_PETIT EXERCICE_:
Répondez à ces questions à l'aide du texte sur le Togo placé plus bas :
(a) En quelle année prend fin la dictature militaire d'Eyadema ?
(b) Combien de réfugiés la répression de la révolte du peuple togolais a-t-elle faits ?
(c) Quel accord Faure Gnassingbé signe-t-il avec l'opposition en 2006 ?

::: EXTRAIT DU TEXTE

Depuis ce 13 janvier 1963, une
nuit profonde s'est abattue sur le peuple togolais.
Une dictature à la coréenne
La dictature militaire d'Eyadema
s'appuie à la fois sur son armée ethnique, entraînée, équipée
et soutenue par la France et sur la bienveillance de cette dernière,
alimentée par quelques valises bien remplies. Elle durera jusqu'à
sa mort en 2005.
« C'est l'armée qui m'a
offert le job », dit
Faure Gnassingbé
À la mort du Général-Président,
un de ses 110 enfants reconnus(!), Faure Gnassingbé, est désigné
président par la junte militaire... Cette fois-ci, le coup d'état
militaire déguisé est fortement contesté au Togo, et plus encore
par la communauté internationale et notamment l'Union Africaine. La
révolte du peuple togolais est violemment réprimée: environ 1100
assassinats et plus de 40000 réfugiés. Faure Gnassingbé arrive
donc au pouvoir dans un bain de sang. Que dit la France ?
Jacques Chirac, président, qualifie Faure de « mon fils
africain » ! Une assurance tous risques ! Néanmoins,
et sous la pression, Faure accepte de signer avec l'opposition, en
2006, l'Accord Politique Global (APG), qui fixe certaines avancées
démocratiques. Si ces accords permettent le retour des aides
européennes, ils ne seront jamais appliqués.
La
peur doit changer de camp !
En 2008, j'abandonne tous mes
mandats en France pour me consacrer uniquement et entièrement au
Togo et me présenter aux élections présidentielles de 2010.
Pouvais-je rester inactif face à la misère, à la souffrance et à
la pauvreté de mon peuple ? Face à notre campagne de terrain
approfondie et à la menace que je représente pour lui, Faure décide
d'interdire ma participation au scrutin pour cause de date de
naissance pas « claire » et de doute sur ma nationalité!
Moi dont le placenta est enterré en terre bassar, comme le veut la
tradition ! Le peuple n'est pas dupe.
Et donc à nouveau je me prépare
pour les élections de 2015 en étant au Togo dès 2014. Une nouvelle
fois, le régime m'en empêche par une manœuvre incroyable : il
trouve en France des gens pour m'accuser de « trafic de cartes
de séjour » contre une somme de 3000 euros ! Proprement
affligeant ! Mais le mal est fait. Moralement, je suis blessé
et matériellement empêché...
Mais
ma campagne de proximité de 2009 a ouvert définitivement les yeux
des Togolais et a implanté le ver dans le fruit : plus jamais
rien ne sera comme avant. Notre slogan : « la
peur doit changer de camp ! »

::::::
::: EXTRAITS DE DONNÉES

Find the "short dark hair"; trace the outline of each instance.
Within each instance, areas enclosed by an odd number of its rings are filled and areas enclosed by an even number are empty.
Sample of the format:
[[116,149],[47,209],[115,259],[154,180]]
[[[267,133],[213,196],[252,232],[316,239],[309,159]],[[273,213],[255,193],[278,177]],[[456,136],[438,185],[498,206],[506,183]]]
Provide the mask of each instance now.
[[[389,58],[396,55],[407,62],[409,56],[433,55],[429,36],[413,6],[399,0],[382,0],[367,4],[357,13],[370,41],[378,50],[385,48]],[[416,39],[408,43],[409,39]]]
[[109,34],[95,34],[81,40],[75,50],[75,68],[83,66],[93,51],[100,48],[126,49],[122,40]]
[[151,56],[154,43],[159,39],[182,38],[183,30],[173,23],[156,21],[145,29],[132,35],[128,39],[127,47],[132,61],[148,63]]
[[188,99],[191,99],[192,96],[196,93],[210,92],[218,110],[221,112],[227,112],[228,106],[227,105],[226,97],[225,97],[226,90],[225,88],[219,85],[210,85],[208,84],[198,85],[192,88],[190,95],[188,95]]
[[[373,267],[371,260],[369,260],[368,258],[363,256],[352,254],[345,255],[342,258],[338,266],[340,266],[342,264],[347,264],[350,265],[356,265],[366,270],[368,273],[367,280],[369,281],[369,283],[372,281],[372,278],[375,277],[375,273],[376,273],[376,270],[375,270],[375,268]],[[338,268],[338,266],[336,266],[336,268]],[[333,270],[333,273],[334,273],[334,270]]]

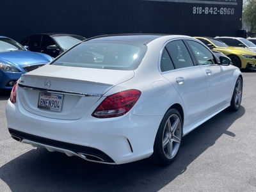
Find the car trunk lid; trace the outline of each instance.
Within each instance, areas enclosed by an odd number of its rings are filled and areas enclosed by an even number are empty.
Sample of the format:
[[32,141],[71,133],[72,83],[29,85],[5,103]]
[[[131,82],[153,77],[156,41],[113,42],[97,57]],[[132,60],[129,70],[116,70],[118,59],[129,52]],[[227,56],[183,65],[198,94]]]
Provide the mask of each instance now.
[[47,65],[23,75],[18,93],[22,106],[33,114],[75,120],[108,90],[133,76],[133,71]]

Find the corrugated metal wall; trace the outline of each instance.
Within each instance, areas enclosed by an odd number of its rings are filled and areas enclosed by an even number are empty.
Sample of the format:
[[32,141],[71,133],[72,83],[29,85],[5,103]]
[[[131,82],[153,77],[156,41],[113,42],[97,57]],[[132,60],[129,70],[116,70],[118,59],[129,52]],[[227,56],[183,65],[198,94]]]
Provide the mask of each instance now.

::::::

_RÉSULTAT_:
(a) En 2005, à la mort d'Eyadema.
(b) Plus de 40000 réfugiés.
(c) L'Accord Politique Global (APG).